**GIVEN EXERCISE**
Repeat only the lines from the one holding "If you would be willing to indicate the squirrel's ear" down to the last line of the listing below, including both of those lines.

**Records contained in a dataset**
◆ ◆ ◆

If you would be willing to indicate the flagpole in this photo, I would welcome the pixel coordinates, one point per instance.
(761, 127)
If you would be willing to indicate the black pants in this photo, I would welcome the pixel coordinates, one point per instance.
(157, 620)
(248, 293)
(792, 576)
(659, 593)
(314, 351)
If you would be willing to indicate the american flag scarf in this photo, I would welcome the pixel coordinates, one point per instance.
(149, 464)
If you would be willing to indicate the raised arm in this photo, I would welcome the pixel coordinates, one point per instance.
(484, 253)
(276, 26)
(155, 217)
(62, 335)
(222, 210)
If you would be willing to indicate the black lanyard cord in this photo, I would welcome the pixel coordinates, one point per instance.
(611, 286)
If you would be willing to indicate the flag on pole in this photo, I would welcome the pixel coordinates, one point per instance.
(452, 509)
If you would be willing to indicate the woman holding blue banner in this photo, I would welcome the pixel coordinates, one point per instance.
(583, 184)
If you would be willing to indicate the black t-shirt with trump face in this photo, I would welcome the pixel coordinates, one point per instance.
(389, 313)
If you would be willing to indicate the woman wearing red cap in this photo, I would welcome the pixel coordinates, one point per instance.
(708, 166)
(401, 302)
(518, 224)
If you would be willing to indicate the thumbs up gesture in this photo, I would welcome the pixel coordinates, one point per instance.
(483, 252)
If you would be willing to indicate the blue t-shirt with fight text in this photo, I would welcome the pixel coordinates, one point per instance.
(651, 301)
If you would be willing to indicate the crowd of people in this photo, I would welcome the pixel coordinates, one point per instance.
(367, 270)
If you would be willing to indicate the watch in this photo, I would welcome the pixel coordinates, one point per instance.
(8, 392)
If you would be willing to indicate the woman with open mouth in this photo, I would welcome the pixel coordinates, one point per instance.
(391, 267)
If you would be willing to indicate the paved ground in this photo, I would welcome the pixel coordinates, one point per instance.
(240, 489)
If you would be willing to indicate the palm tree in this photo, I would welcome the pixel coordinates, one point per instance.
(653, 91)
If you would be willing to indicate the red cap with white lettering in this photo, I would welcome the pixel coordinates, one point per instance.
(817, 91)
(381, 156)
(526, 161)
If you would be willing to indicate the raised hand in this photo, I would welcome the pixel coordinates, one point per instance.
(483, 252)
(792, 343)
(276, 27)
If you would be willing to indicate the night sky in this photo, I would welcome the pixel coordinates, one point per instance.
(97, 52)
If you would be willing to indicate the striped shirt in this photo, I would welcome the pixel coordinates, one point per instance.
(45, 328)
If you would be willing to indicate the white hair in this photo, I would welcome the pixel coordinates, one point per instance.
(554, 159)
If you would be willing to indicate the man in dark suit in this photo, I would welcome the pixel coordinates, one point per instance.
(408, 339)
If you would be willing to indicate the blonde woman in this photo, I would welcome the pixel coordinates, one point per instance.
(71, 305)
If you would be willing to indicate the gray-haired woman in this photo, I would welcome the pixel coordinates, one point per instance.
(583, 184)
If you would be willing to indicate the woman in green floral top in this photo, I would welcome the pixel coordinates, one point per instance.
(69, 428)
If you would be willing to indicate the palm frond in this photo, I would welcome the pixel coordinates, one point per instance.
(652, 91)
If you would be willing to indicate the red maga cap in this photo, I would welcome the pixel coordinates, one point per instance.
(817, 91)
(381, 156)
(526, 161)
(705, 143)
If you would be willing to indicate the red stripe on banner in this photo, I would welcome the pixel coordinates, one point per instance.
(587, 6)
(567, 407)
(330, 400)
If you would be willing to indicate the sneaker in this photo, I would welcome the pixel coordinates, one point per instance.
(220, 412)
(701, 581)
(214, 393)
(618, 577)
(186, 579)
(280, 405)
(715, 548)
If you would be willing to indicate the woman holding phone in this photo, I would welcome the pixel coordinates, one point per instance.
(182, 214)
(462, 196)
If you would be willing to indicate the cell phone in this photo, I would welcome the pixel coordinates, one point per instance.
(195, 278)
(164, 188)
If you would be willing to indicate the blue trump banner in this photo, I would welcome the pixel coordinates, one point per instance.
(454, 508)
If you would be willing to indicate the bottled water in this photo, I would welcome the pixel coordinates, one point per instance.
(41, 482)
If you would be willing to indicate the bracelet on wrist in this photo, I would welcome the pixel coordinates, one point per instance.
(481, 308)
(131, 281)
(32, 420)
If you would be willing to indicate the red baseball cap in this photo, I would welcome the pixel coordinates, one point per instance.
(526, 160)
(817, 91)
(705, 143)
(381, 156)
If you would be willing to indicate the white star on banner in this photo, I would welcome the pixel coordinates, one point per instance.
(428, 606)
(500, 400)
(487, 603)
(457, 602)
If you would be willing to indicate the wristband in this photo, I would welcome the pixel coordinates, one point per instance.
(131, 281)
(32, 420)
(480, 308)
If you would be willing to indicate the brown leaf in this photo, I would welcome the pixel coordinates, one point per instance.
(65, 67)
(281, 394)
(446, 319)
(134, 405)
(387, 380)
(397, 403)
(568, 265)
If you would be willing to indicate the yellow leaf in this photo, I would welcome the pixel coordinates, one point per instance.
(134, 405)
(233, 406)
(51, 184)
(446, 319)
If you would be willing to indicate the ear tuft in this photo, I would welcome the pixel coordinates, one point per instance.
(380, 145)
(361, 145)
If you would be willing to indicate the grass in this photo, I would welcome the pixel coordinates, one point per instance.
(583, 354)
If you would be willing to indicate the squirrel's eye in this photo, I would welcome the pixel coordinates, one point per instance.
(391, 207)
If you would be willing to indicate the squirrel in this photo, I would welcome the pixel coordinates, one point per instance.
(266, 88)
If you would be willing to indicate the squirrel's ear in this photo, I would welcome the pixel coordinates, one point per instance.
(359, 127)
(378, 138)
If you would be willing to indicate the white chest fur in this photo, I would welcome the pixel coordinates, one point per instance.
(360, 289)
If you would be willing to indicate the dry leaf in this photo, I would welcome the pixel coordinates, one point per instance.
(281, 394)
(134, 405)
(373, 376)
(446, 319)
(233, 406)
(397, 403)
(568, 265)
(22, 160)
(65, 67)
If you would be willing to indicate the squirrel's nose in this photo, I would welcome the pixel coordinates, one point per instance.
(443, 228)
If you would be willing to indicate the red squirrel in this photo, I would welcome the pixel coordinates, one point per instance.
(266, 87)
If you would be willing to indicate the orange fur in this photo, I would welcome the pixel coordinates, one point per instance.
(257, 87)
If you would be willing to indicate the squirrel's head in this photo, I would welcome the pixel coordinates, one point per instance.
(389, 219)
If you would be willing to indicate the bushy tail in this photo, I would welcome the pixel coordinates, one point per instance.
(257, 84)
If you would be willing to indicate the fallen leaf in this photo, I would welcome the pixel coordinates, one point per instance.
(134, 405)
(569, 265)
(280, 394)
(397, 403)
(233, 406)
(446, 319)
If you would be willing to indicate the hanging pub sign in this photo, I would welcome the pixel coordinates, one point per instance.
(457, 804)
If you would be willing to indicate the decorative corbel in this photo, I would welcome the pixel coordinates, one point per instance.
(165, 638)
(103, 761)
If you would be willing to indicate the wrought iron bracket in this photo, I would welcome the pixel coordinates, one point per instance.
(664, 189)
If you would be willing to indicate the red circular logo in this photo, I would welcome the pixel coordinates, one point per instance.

◆ ◆ ◆

**WORKED SOLUTION**
If you would be willing to indicate the squirrel's ear in this photo, I would welcome the pixel coordinates, one point per instance.
(359, 127)
(378, 138)
If you would be willing to indicate the white chest fur in this photo, I would welcome the pixel coordinates, one point per instance.
(360, 289)
If you would be willing to indicate the dry leaf in this photo, I would welcome the pixel coordinates, one point per instance.
(281, 394)
(134, 405)
(373, 376)
(446, 319)
(233, 406)
(397, 403)
(568, 265)
(22, 160)
(65, 67)
If you would be willing to indicate the squirrel's nose in this photo, I would welcome the pixel coordinates, one point per instance.
(443, 228)
If you would be willing to indicate the red squirrel in this photo, I would welcome the pixel coordinates, one point per instance.
(266, 87)
If you would be willing to indicate the orange fur in this photo, I would welcome the pixel coordinates, one point per instance.
(257, 87)
If you would be willing to indicate the squirrel's head in this photo, I would welcome the pixel coordinates, one point per instance.
(389, 219)
If you would be willing to indicate the bushy tail in this photo, I would welcome the pixel coordinates, one point per instance.
(257, 84)
If you would be willing to indicate the fallen leaf in this photo, I would welcome the pixel coordinates, one point per instance.
(134, 405)
(569, 265)
(280, 394)
(397, 403)
(233, 406)
(446, 319)
If you would be willing to indicate the hanging pub sign in this photo, I would welcome the pixel coordinates, one point per instance.
(457, 804)
If you would be willing to indicate the decorative corbel in this photo, I would welcome the pixel coordinates, one point per instance.
(165, 638)
(103, 761)
If you would be willing to indicate the wrought iron bracket in this photo, I would welcome the pixel coordinates, one point per instance.
(664, 189)
If you would be willing to indicate the red circular logo in this photo, I would welcome the pixel coordinates, one point per instance.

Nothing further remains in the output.